* _To do_:
Output every line of the data below as a JSON list of strings, one string per line, leaving out any blank lines.

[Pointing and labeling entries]
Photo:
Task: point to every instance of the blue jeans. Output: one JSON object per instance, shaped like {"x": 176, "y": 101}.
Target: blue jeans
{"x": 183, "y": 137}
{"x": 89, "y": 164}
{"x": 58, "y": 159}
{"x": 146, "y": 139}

* _Answer to this exercise_:
[
  "Photo:",
  "Task: point to every instance of the blue jeans. Output: one JSON object per instance, shaped like {\"x\": 176, \"y\": 101}.",
  "Target: blue jeans",
  "{\"x\": 183, \"y\": 137}",
  "{\"x\": 89, \"y\": 164}",
  "{\"x\": 58, \"y\": 159}",
  "{\"x\": 146, \"y\": 139}"
]